*Your goal*
From the items below, select every line that contains the string "facade" and copy each one. Case counts.

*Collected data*
-=-=-=-=-

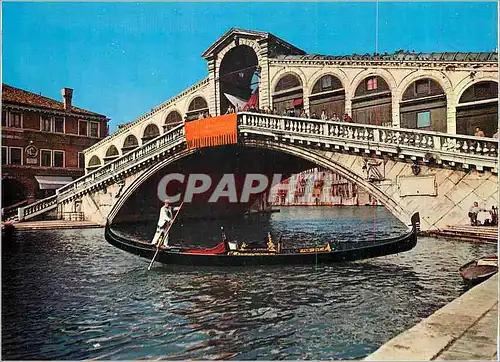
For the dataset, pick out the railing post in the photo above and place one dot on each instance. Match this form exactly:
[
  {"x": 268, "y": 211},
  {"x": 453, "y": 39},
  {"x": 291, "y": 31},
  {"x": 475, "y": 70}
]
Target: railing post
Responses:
[
  {"x": 437, "y": 142},
  {"x": 20, "y": 213}
]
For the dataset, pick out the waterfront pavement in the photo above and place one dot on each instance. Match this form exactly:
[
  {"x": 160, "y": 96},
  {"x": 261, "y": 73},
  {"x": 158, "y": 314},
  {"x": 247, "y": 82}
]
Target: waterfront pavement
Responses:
[
  {"x": 465, "y": 329},
  {"x": 481, "y": 234},
  {"x": 54, "y": 225}
]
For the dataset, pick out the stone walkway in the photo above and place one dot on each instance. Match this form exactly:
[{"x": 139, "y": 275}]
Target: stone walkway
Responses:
[
  {"x": 465, "y": 329},
  {"x": 54, "y": 225}
]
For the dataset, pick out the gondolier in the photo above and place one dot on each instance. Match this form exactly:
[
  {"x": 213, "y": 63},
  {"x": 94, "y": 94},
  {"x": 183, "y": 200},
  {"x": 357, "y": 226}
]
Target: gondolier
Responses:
[{"x": 166, "y": 216}]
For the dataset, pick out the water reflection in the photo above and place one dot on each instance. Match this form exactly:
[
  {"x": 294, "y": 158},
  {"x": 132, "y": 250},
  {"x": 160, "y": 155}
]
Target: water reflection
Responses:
[{"x": 69, "y": 295}]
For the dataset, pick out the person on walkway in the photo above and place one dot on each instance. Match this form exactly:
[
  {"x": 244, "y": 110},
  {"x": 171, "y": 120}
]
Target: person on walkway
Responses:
[
  {"x": 479, "y": 132},
  {"x": 166, "y": 216},
  {"x": 473, "y": 213},
  {"x": 495, "y": 135}
]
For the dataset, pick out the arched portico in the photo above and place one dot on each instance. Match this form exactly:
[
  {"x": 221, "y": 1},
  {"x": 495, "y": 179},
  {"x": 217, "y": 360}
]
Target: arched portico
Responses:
[{"x": 238, "y": 77}]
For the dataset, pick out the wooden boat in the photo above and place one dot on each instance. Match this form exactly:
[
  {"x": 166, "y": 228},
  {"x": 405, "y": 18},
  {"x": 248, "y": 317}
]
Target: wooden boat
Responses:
[
  {"x": 230, "y": 254},
  {"x": 477, "y": 271}
]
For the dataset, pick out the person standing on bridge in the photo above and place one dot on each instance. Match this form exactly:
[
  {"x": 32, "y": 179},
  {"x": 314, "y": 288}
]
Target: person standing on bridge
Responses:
[{"x": 166, "y": 216}]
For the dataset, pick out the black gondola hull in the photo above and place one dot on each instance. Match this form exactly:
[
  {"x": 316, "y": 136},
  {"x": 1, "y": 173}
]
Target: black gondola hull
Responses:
[{"x": 353, "y": 251}]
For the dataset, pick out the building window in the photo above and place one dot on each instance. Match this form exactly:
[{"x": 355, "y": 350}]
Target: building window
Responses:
[
  {"x": 59, "y": 125},
  {"x": 15, "y": 155},
  {"x": 4, "y": 155},
  {"x": 81, "y": 160},
  {"x": 94, "y": 129},
  {"x": 371, "y": 83},
  {"x": 423, "y": 119},
  {"x": 15, "y": 120},
  {"x": 46, "y": 123},
  {"x": 422, "y": 87},
  {"x": 82, "y": 128},
  {"x": 46, "y": 158},
  {"x": 58, "y": 158}
]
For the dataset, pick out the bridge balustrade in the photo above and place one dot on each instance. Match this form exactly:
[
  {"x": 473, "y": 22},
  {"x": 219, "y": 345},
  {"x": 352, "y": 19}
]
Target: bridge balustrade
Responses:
[{"x": 467, "y": 150}]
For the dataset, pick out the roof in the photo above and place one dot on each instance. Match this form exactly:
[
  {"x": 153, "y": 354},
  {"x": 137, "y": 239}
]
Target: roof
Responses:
[
  {"x": 402, "y": 56},
  {"x": 233, "y": 32},
  {"x": 22, "y": 97}
]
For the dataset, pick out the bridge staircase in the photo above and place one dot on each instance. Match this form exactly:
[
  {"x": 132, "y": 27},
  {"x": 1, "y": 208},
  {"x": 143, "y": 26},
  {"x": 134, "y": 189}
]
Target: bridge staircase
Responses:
[{"x": 112, "y": 172}]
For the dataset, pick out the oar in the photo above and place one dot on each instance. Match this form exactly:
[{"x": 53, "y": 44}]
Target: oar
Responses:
[{"x": 164, "y": 233}]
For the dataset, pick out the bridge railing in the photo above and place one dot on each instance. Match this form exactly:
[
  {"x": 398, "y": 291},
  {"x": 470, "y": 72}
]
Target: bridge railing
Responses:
[
  {"x": 37, "y": 208},
  {"x": 171, "y": 138},
  {"x": 450, "y": 147}
]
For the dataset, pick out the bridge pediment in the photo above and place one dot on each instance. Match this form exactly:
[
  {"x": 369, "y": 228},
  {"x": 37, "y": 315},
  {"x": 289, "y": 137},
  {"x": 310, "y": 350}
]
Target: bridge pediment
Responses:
[{"x": 234, "y": 35}]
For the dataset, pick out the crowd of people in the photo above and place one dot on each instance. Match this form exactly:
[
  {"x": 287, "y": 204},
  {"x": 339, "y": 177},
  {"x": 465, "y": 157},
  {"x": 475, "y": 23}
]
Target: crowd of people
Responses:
[
  {"x": 481, "y": 216},
  {"x": 300, "y": 113}
]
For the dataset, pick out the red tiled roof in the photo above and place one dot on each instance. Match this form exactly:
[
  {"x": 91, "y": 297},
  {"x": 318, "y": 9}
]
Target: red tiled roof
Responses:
[{"x": 21, "y": 97}]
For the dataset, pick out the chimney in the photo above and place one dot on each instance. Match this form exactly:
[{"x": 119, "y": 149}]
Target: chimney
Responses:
[{"x": 67, "y": 94}]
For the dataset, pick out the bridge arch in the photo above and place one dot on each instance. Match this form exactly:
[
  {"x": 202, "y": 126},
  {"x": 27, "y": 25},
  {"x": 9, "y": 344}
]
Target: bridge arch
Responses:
[
  {"x": 287, "y": 92},
  {"x": 423, "y": 103},
  {"x": 327, "y": 92},
  {"x": 238, "y": 71},
  {"x": 196, "y": 105},
  {"x": 173, "y": 119},
  {"x": 304, "y": 153},
  {"x": 150, "y": 131}
]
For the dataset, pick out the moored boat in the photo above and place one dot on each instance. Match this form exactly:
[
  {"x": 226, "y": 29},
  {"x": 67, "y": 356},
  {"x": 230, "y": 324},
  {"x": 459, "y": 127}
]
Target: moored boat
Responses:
[
  {"x": 477, "y": 271},
  {"x": 232, "y": 254}
]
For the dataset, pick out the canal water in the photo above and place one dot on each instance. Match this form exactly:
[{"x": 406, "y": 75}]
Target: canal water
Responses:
[{"x": 67, "y": 294}]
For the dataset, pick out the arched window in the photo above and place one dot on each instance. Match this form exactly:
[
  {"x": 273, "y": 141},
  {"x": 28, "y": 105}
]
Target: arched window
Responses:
[
  {"x": 173, "y": 119},
  {"x": 94, "y": 163},
  {"x": 372, "y": 102},
  {"x": 328, "y": 95},
  {"x": 288, "y": 96},
  {"x": 326, "y": 83},
  {"x": 287, "y": 82},
  {"x": 197, "y": 106},
  {"x": 478, "y": 107},
  {"x": 423, "y": 106},
  {"x": 129, "y": 144},
  {"x": 112, "y": 151},
  {"x": 150, "y": 132}
]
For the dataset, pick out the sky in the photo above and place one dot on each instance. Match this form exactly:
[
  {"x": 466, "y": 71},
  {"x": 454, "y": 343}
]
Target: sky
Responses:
[{"x": 122, "y": 59}]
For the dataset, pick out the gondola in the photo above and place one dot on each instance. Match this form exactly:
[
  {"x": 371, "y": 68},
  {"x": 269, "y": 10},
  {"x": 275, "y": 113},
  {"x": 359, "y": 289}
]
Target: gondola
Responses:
[
  {"x": 477, "y": 271},
  {"x": 230, "y": 254}
]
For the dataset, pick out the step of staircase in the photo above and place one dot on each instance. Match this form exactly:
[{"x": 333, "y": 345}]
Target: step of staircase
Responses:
[{"x": 486, "y": 234}]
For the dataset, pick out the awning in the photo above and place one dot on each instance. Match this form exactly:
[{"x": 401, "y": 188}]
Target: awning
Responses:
[{"x": 53, "y": 182}]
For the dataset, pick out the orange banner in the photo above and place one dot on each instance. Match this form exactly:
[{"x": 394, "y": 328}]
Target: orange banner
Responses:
[{"x": 214, "y": 131}]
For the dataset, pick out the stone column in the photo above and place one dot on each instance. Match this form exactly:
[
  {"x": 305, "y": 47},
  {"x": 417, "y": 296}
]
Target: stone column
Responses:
[
  {"x": 213, "y": 100},
  {"x": 451, "y": 114},
  {"x": 396, "y": 123},
  {"x": 263, "y": 63}
]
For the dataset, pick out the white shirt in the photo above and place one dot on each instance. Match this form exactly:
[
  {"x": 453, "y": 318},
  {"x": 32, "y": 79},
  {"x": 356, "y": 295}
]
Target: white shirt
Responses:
[{"x": 165, "y": 215}]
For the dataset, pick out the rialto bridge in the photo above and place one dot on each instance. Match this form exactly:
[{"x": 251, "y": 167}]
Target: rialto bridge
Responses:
[{"x": 413, "y": 114}]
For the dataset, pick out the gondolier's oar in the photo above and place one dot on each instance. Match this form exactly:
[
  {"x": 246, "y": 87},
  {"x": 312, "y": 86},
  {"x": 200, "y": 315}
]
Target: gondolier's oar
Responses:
[{"x": 160, "y": 242}]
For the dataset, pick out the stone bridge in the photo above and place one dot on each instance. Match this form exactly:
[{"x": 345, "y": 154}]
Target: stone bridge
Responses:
[{"x": 438, "y": 174}]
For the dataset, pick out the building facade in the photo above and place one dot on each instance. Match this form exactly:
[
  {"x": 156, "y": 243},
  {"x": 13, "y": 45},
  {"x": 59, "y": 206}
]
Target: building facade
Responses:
[
  {"x": 43, "y": 142},
  {"x": 444, "y": 92}
]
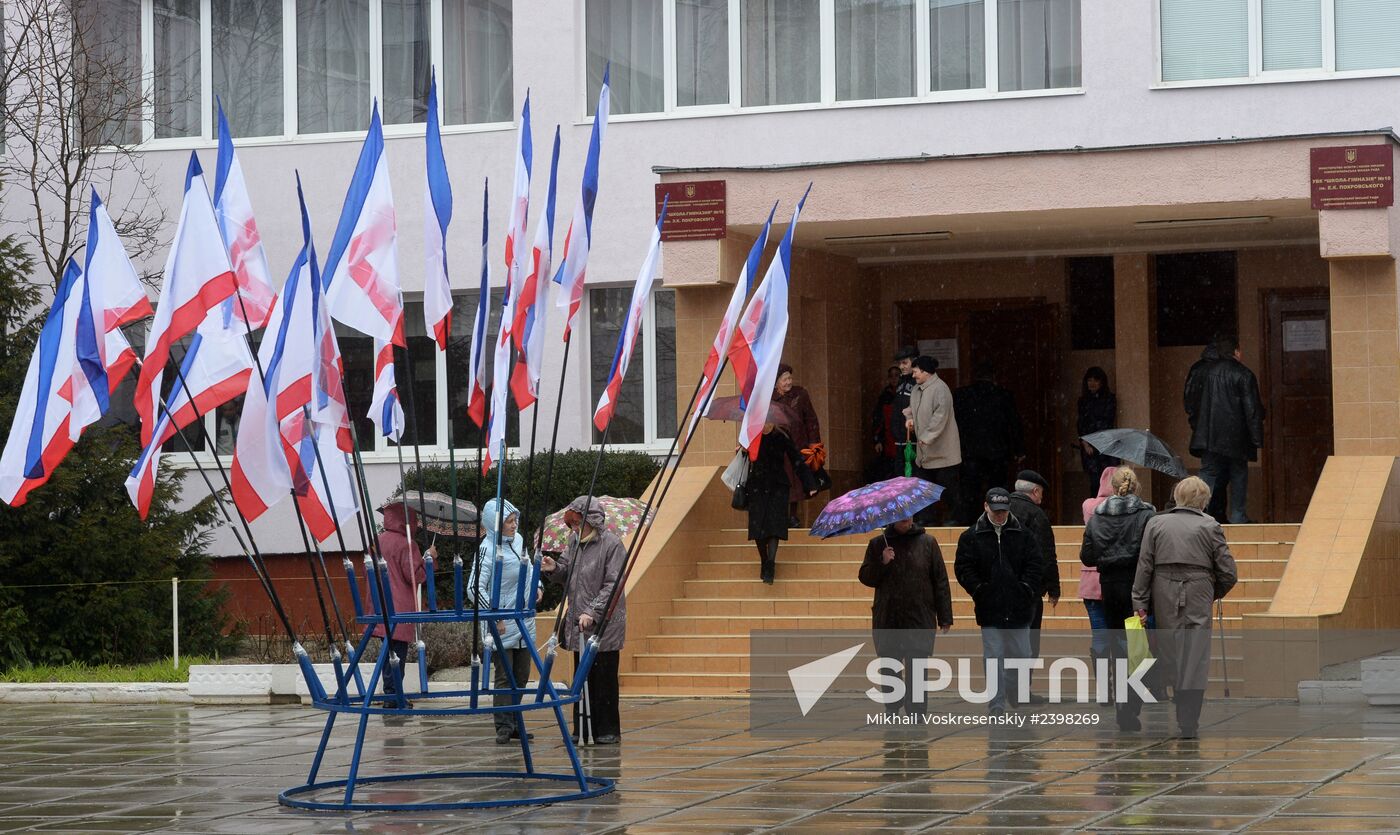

-=-=-=-=-

*Correct answer*
For the dataset, pick out the building facade in the photo above and place one dot on each instance. Match this form exactly:
Target: building facade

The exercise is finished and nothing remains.